____ Available data

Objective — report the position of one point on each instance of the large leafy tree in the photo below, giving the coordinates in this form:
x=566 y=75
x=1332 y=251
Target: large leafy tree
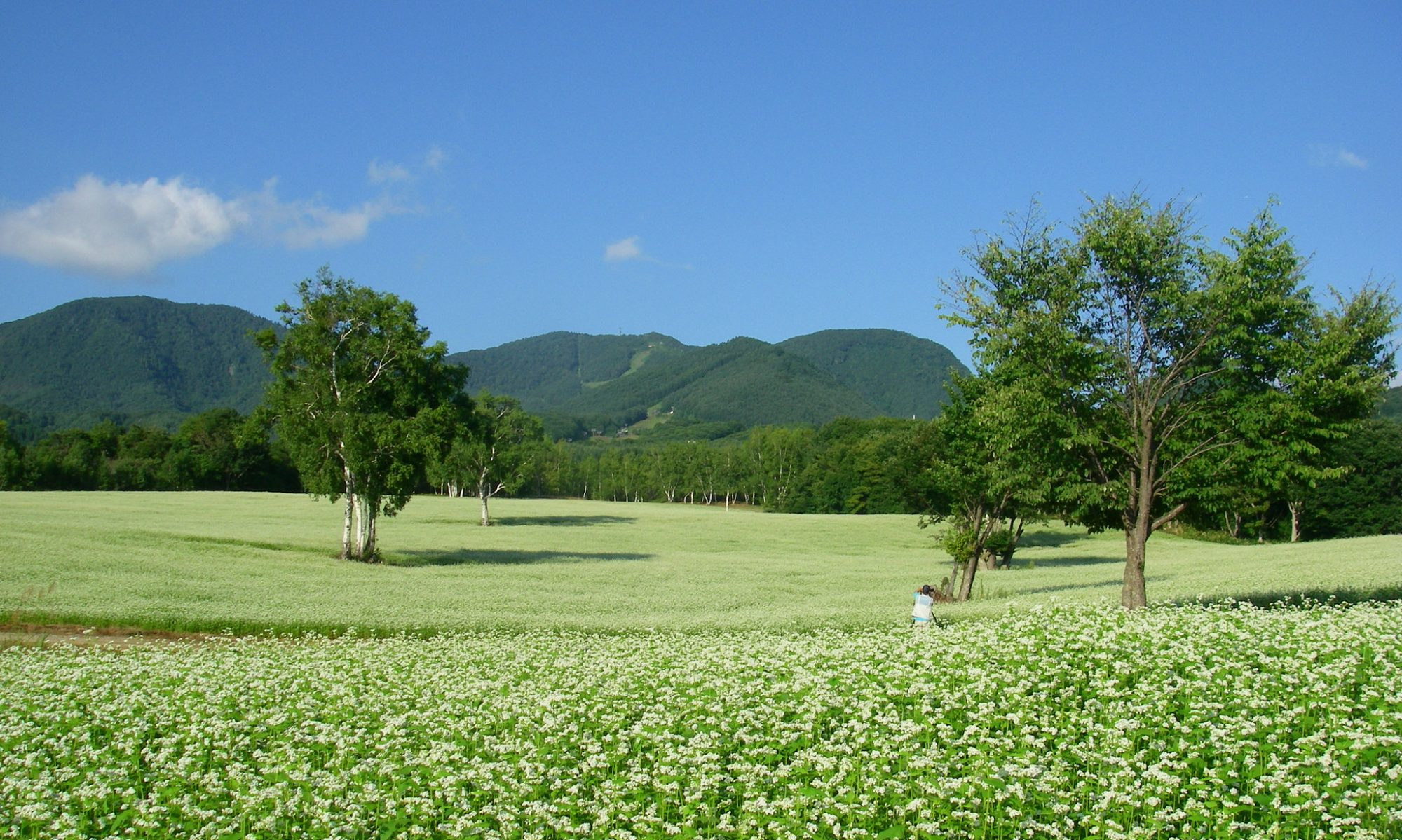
x=1155 y=346
x=361 y=399
x=989 y=464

________

Although the records contain pictures, restate them word for word with those pictures left out.

Answer below —
Objective — report the position of one point on each instance of the large leafy tree in the photo below, giving the coordinates in this form:
x=566 y=75
x=1332 y=251
Target: large leafy tree
x=1155 y=346
x=361 y=399
x=989 y=464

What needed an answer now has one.